**Problem set**
**1.** In the discussion of genres as living things below, condense the paragraph beginning "We tend to regard genres" into a short list that keeps its main points.
**2.** Extend the discussion of genres as living things with a few more sentences that follow on from its final one.

**Given text**
I didn't say it was 'best', I said it was when it was most like itself and unlike anything else. Adulthood - a zenith of identity.
I agree with this idea, but it raises a question or two
We tend to regard genres as organic or biological entities - as a person (growing through the ages of man: infancy, childhood, adolescence etc etc) or as an ecosystem (evolving, mutating, expanding, assimilating, withering)
Does this make sense - seeing social constructions and assemblages as living, quasi-natural systems? It seems irresistible to think of them in those terms but I wonder if there's any reality to it.
But going with that conception of a sound or subculture as a living, growing thing - that leads to the melancholy thought: when a genre achieves adulthood (formative phase completed, influences shaken off) it enters its prime, but that can only ever be a brief moment before the next step, the onset of decline and senescence.

**Material provided**
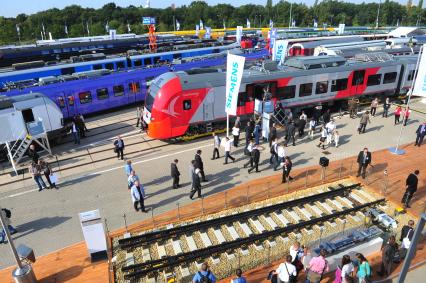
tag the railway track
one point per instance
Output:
(179, 250)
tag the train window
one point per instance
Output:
(286, 92)
(118, 90)
(374, 79)
(358, 78)
(134, 87)
(340, 84)
(410, 75)
(85, 97)
(109, 66)
(305, 89)
(389, 78)
(187, 104)
(321, 87)
(102, 93)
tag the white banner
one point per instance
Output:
(420, 85)
(279, 50)
(234, 73)
(239, 33)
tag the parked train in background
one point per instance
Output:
(176, 101)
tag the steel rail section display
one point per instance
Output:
(179, 230)
(143, 269)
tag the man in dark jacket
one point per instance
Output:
(364, 159)
(175, 174)
(291, 131)
(199, 164)
(411, 188)
(255, 153)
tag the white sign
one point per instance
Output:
(420, 85)
(341, 29)
(279, 50)
(239, 33)
(234, 73)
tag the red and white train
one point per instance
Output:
(178, 100)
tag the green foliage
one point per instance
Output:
(331, 12)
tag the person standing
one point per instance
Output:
(227, 145)
(200, 165)
(410, 188)
(138, 194)
(386, 106)
(255, 153)
(397, 114)
(374, 105)
(421, 132)
(175, 174)
(216, 145)
(119, 147)
(388, 254)
(35, 170)
(363, 160)
(32, 153)
(287, 169)
(365, 119)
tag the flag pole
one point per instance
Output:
(396, 150)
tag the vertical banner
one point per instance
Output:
(239, 33)
(279, 51)
(234, 73)
(419, 88)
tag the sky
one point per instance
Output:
(13, 8)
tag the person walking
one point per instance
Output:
(421, 132)
(286, 271)
(388, 254)
(175, 174)
(364, 269)
(32, 153)
(365, 119)
(200, 165)
(204, 275)
(36, 171)
(317, 267)
(240, 278)
(255, 153)
(216, 146)
(286, 170)
(373, 106)
(119, 147)
(138, 194)
(397, 114)
(386, 106)
(363, 160)
(48, 173)
(196, 183)
(410, 188)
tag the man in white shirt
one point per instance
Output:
(285, 270)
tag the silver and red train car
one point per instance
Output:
(178, 100)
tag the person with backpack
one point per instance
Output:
(204, 275)
(240, 278)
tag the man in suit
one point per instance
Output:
(119, 147)
(175, 174)
(421, 132)
(411, 188)
(138, 195)
(199, 165)
(255, 153)
(364, 159)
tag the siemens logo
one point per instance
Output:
(234, 79)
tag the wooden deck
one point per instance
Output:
(72, 264)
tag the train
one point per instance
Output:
(177, 101)
(100, 90)
(114, 63)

**Answers in order**
**1.**
- Genres are commonly viewed as organic or biological entities.
- One model is a person, growing through the ages of man: infancy, childhood, adolescence.
- The other model is an ecosystem that evolves, mutates, expands, assimilates and withers.

**2.**
With genres, that doesn't take the form of the musical equivalent of arthritis or Alzheimer's, but genres as they age out do mimic one characteristic of the aging mind, which is inflexibility and an inability to generate fresh perceptions or thoughts.
The character hardens and becomes a confinement.
It happens to genres and individual artists alike - they become predictable. You know what they are going to say before they open their mouths. They repeat the same anecdotes. They have their little catchphrases.
It's that thin line between achieved style and self-parodic mannerism.